提示本文:
━━━━━━━━

2007年11月13日

ルネサンスとは何であったのか
 
創造の本質、人間の欲求である「見たい、知りたい、分かりたい」が爆発した精神運動。
 
創造への結晶。考えるだけでは不十分、表現することで初めて理解となる。
 
ルネサンスに至るまでの土壌

  • 聖フランチェスコ
    • 商人の子、大学の出ではない
    • 日常語であったイタリア語でキリスト教の教えを説いた。
    • ラテン語は民衆とは乖離。イエスの教えを民衆が自らの頭で考える、新しい聖書の解釈。
    • 選択の自由。非難、排撃をしない。
    • 修道院に寄進すれば救済があるとしたことは、商人に受け入れられた。
    • 貧しさを尊ぶ思想

  • フリードリヒ二世
    • 神聖ローマ帝国皇帝。
    • 皇帝だが高等教育を受けておらず、キリスト教社会では異分子的存在。
    • 大学を出ていないが、ギリシア語、ラテン語、イタリア語、ドイツ語、フランス語、アラビア語を読み書き話せた。
    • 数学、幾何学、天文学に強い関心をもっていた。
 
フランチェスコは、
  • 聖書と向き合う
  • 虚心とともに読解
  • 自然と向き合う
  • 内なる声を聴こうとした
 
フリードリヒ二世は
  • 好奇心おもむくままに読書した
  • アラブ人たちを臣下におき、科学の教授を受け、実地教育を受けた
 
 
宗教に対する3つの態度

フリードリヒ二世の時代から800年が過ぎてもなお、現代のヨーロッパでは……
  • ateo
    • 神の存在を信じない。無神論者、無信仰者。

━━━━━━━━

課題の指示:
上に示したルネサンスについての本文を、最初から最後まで一字も変えずに書き写してください。

提供記録:
━━━━━━━━

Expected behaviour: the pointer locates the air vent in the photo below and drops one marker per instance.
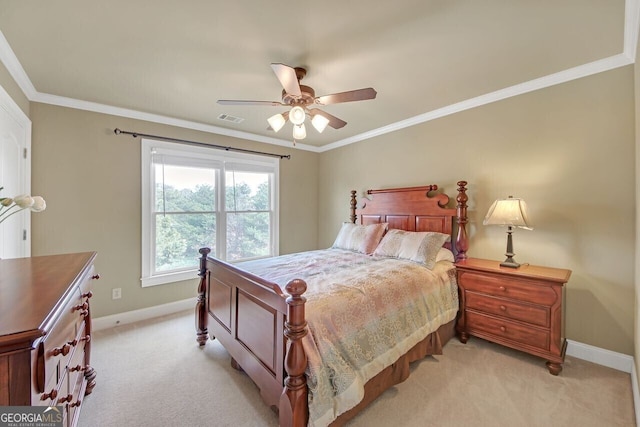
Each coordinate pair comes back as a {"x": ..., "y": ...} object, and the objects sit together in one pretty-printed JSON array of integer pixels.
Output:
[{"x": 232, "y": 119}]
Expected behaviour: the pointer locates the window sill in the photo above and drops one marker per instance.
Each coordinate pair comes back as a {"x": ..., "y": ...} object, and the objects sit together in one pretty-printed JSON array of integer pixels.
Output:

━━━━━━━━

解答例:
2007年11月13日

ルネサンスとは何であったのか
 
創造の本質、人間の欲求である「見たい、知りたい、分かりたい」が爆発した精神運動。
 
創造への結晶。考えるだけでは不十分、表現することで初めて理解となる。
 
ルネサンスに至るまでの土壌

  • 聖フランチェスコ
    • 商人の子、大学の出ではない
    • 日常語であったイタリア語でキリスト教の教えを説いた。
    • ラテン語は民衆とは乖離。イエスの教えを民衆が自らの頭で考える、新しい聖書の解釈。
    • 選択の自由。非難、排撃をしない。
    • 修道院に寄進すれば救済があるとしたことは、商人に受け入れられた。
    • 貧しさを尊ぶ思想

  • フリードリヒ二世
    • 神聖ローマ帝国皇帝。
    • 皇帝だが高等教育を受けておらず、キリスト教社会では異分子的存在。
    • 大学を出ていないが、ギリシア語、ラテン語、イタリア語、ドイツ語、フランス語、アラビア語を読み書き話せた。
    • 数学、幾何学、天文学に強い関心をもっていた。
 
フランチェスコは、
  • 聖書と向き合う
  • 虚心とともに読解
  • 自然と向き合う
  • 内なる声を聴こうとした
 
フリードリヒ二世は
  • 好奇心おもむくままに読書した
  • アラブ人たちを臣下におき、科学の教授を受け、実地教育を受けた
 
 
宗教に対する3つの態度

フリードリヒ二世の時代から800年が過ぎてもなお、現代のヨーロッパでは……
  • ateo
    • 神の存在を信じない。無神論者、無信仰者。